**Required task**
Write out every line of the entries below as a numbered list, leaving out blank lines.

begin Entries supplied

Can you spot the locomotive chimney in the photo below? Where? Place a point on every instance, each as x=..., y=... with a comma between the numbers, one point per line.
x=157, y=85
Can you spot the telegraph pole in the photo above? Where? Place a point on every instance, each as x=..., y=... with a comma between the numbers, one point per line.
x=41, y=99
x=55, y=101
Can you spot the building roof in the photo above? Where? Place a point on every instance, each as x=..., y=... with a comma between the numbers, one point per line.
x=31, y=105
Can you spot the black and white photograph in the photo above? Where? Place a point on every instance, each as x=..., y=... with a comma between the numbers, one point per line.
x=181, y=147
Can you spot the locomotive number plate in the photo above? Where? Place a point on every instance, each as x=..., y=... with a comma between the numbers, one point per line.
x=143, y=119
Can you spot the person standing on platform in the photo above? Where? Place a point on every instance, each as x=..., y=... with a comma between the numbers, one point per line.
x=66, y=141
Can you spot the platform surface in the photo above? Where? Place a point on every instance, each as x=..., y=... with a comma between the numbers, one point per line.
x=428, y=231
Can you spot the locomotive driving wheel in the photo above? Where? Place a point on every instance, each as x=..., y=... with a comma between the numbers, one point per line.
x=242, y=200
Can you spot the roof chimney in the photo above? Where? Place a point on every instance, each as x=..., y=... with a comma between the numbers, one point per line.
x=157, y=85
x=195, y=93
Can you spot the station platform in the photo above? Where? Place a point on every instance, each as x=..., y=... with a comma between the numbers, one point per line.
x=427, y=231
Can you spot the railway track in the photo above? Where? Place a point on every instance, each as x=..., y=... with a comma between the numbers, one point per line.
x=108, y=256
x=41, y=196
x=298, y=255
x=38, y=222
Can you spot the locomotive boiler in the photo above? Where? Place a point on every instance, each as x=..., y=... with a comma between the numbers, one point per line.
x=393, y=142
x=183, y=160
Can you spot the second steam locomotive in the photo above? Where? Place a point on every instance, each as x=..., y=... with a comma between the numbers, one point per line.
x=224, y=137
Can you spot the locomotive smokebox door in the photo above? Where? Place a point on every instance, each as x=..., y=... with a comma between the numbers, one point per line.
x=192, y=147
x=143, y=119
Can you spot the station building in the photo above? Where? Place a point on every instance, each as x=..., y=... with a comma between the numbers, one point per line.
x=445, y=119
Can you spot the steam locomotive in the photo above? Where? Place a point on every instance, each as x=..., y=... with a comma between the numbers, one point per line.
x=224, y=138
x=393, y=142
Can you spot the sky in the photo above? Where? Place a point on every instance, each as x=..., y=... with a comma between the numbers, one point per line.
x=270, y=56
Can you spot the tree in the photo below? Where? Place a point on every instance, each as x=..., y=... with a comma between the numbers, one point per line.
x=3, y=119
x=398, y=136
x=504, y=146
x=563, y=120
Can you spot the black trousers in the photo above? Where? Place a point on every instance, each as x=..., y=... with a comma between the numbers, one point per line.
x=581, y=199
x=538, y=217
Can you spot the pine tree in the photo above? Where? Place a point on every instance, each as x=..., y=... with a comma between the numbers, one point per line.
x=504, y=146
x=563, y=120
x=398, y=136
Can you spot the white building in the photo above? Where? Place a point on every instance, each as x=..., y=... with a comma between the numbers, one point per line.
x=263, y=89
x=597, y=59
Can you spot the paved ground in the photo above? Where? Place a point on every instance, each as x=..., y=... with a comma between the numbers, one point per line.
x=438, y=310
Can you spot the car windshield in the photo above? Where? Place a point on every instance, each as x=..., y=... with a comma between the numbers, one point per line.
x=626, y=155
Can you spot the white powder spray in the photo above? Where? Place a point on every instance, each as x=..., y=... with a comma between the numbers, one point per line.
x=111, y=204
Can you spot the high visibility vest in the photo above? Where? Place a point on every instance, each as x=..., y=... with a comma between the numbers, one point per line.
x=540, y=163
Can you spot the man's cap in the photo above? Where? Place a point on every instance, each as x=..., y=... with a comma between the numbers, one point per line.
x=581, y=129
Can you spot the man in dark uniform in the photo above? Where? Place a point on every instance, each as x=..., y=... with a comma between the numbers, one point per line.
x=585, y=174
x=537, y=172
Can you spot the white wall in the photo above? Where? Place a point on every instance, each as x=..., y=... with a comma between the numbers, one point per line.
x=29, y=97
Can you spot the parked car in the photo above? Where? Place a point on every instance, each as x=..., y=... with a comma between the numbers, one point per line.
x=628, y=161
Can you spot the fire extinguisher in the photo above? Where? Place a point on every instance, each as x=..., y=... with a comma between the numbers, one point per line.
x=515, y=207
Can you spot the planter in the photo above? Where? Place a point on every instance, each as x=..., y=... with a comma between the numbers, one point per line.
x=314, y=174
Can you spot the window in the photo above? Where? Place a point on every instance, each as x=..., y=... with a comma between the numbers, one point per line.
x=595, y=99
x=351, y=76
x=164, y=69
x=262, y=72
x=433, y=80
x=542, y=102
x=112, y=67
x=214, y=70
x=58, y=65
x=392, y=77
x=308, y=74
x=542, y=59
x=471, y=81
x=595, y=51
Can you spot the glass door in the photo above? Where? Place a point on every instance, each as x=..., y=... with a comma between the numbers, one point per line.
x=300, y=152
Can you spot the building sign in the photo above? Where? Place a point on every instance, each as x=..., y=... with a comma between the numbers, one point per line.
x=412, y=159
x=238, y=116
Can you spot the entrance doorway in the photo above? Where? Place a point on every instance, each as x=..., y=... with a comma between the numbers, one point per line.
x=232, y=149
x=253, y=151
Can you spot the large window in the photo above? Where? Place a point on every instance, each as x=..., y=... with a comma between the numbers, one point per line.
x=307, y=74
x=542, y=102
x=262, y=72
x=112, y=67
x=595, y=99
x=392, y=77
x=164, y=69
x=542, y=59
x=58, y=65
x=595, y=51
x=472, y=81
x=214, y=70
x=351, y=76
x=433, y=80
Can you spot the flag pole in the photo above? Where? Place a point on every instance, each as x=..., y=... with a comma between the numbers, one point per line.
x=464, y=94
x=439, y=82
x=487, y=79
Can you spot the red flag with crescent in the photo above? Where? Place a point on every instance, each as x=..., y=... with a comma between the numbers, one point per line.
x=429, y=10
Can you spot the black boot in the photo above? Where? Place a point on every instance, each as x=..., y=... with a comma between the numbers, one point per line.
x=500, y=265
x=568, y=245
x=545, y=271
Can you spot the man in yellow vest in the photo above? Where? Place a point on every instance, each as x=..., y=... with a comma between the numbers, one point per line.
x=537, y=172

end Entries supplied

**Exercise output**
1. Can you spot the locomotive chimney in the photo below? Where? Place a point on every instance, each as x=..., y=... with a comma between the numbers, one point per line.
2. x=157, y=85
3. Can you spot the telegraph pole in the photo above? Where? Place a point on every instance, each as x=..., y=... with a comma between the numbers, one point per line.
4. x=41, y=99
5. x=55, y=101
6. Can you spot the building roof in the photo above? Where? Place a point on every instance, each as x=..., y=... with a comma between the numbers, one point per line.
7. x=31, y=105
8. Can you spot the black and white photograph in the photo above? Where? Place a point on every instance, each as x=..., y=... with a comma between the numbers, one point per line.
9. x=181, y=147
10. Can you spot the locomotive number plate in the photo above? Where? Place a point on every instance, each as x=..., y=... with a comma between the numbers, one point per line.
11. x=143, y=119
12. Can you spot the person standing on platform in the photo above? Where? Place a point on every instance, each as x=..., y=... with a comma between the numbers, one point per line.
13. x=66, y=141
14. Can you spot the platform surface in the photo above? Where? Place a point on every instance, each as x=..., y=... with a comma between the numbers, one point per line.
15. x=428, y=231
16. Can you spot the locomotive driving wheel in the photo above? Where? Place a point on every instance, each as x=..., y=... with a comma between the numbers, one point per line.
17. x=242, y=200
18. Can you spot the roof chimney in the photo above? Where? Place a point on every instance, each as x=..., y=... with a comma between the numbers, one point per line.
19. x=157, y=85
20. x=195, y=93
21. Can you spot the station platform in the photo above? Where? Place a point on every instance, each as x=..., y=... with a comma between the numbers, one point per line.
22. x=427, y=231
23. Can you spot the railway track in the photo above? Where? Place a point on every instance, each as x=..., y=... with a comma between the numbers, one point per line.
24. x=108, y=256
25. x=41, y=196
26. x=298, y=255
27. x=38, y=222
28. Can you spot the locomotive boiler in the photo above? Where? Place a point on every instance, each as x=..., y=... with a comma between the numbers, one point per line.
29. x=393, y=142
30. x=183, y=160
31. Can you spot the second steam locomotive in the photo above? Where? Place a point on every instance, each as x=..., y=... with a comma between the numbers, one point per line.
32. x=224, y=137
33. Can you spot the locomotive smokebox door in the photo above? Where? Place a point on every instance, each as x=..., y=... with a comma between the numbers, one point per line.
34. x=192, y=147
35. x=143, y=119
36. Can you spot the station building in the photo above? Where? Place a point on every instance, each as x=..., y=... with a comma between the numbers, one point per line.
37. x=445, y=119
38. Can you spot the steam locomotive in the photo above? Where? Place a point on every instance, each as x=..., y=... with a comma between the numbers, one point per line.
39. x=224, y=138
40. x=393, y=142
41. Can you spot the sky in the photo above? Where? Place a point on every instance, each as x=..., y=... with a comma between the numbers, one point per line.
42. x=270, y=56
43. Can you spot the tree in the photo below? Where? Place a point on every instance, each as x=..., y=... with a comma between the numbers, one point per line.
44. x=3, y=119
45. x=398, y=136
46. x=504, y=146
47. x=563, y=120
48. Can you spot the black trousers in the photo above? Where? Place a point on every instance, each as x=..., y=... with a comma between the numbers, one point per line.
49. x=581, y=199
50. x=538, y=217
51. Can you spot the pine tree in the photo above? Where? Place a point on every instance, each as x=..., y=... with a comma between the numbers, one point per line.
52. x=504, y=146
53. x=563, y=120
54. x=398, y=136
55. Can you spot the white building in the photo above? Where? Place a point on every instance, each as x=..., y=... with a comma between the numbers, one point per line.
56. x=263, y=89
57. x=597, y=59
58. Can you spot the paved ground in the photo above? Where? Place a point on every instance, each as x=..., y=... with a comma between the numbers, one point per line.
59. x=438, y=310
60. Can you spot the car windshield in the photo above? Where? Place a point on every instance, each as x=..., y=... with a comma between the numbers, one point per line.
61. x=626, y=155
62. Can you spot the white powder spray in the photo above? Where? Place a point on every instance, each as x=..., y=... with a comma between the numbers, one point per line.
63. x=111, y=204
64. Can you spot the high visibility vest in the photo above? Where? Place a point on every instance, each as x=..., y=... with a comma between the numbers, one point per line.
65. x=540, y=163
66. Can you spot the man's cap in the photo above? Where? Place a point on every instance, each as x=..., y=... with a comma between the numbers, one point per line.
67. x=581, y=129
68. Can you spot the man in dark uniform in the photo above? Where? Place a point on every instance, each as x=..., y=... with a comma between the numbers, one point per line.
69. x=585, y=174
70. x=537, y=172
71. Can you spot the white wall in the photo above? Where? Place a point on every instance, each as x=..., y=... with a comma between the numbers, one point per line.
72. x=29, y=97
73. Can you spot the parked car in the photo above? Where? Place a point on every instance, each as x=..., y=... with a comma between the numbers, one point per line.
74. x=628, y=161
75. Can you spot the fire extinguisher in the photo above? Where? Place a point on every instance, each as x=..., y=... with a comma between the numbers, one point per line.
76. x=515, y=207
77. Can you spot the planter in the photo above? Where? Place a point on every instance, each as x=..., y=... with a comma between the numbers, one point per line.
78. x=314, y=174
79. Can you spot the window in the photo above? Where? Place a point on every instance, each as x=..., y=... with a comma between the numbers, one point per line.
80. x=595, y=99
81. x=351, y=76
82. x=164, y=69
83. x=262, y=72
84. x=433, y=80
85. x=542, y=102
86. x=112, y=67
87. x=214, y=70
88. x=58, y=65
89. x=392, y=77
90. x=308, y=74
91. x=542, y=59
92. x=471, y=81
93. x=595, y=51
94. Can you spot the glass door in the photo above? Where? Place a point on every instance, each as x=..., y=... with a comma between the numbers, one point per line.
95. x=300, y=152
96. Can you spot the building sign in the photo above? Where? Place a point on every instance, each as x=..., y=... with a comma between the numbers, one point per line.
97. x=412, y=159
98. x=238, y=116
99. Can you spot the entrance doorway in the photo above? Where? Place a point on every instance, each as x=..., y=... with a comma between the numbers, one point per line.
100. x=232, y=149
101. x=253, y=151
102. Can you spot the large window in the photo above? Where? Place a point on every instance, each as x=..., y=... with a comma between the numbers, one point per line.
103. x=307, y=74
104. x=542, y=102
105. x=262, y=72
106. x=112, y=67
107. x=595, y=99
108. x=392, y=77
109. x=164, y=69
110. x=542, y=59
111. x=58, y=65
112. x=595, y=51
113. x=472, y=81
114. x=214, y=70
115. x=351, y=76
116. x=433, y=80
117. Can you spot the flag pole in the photo above? Where? Place a point on every instance, each as x=..., y=... with a comma between the numbers, one point per line.
118. x=464, y=94
119. x=439, y=82
120. x=487, y=79
121. Can you spot the red flag with crescent in the photo above? Where? Place a point on every instance, each as x=..., y=... with a comma between the numbers, one point per line.
122. x=429, y=10
123. Can you spot the black boot in the photo above? Where? Place a point on every instance, each as x=..., y=... with a comma between the numbers, one point per line.
124. x=500, y=265
125. x=568, y=245
126. x=545, y=271
127. Can you spot the man in yellow vest in the photo above? Where? Place a point on every instance, each as x=..., y=... with a comma between the numbers, one point per line.
128. x=537, y=172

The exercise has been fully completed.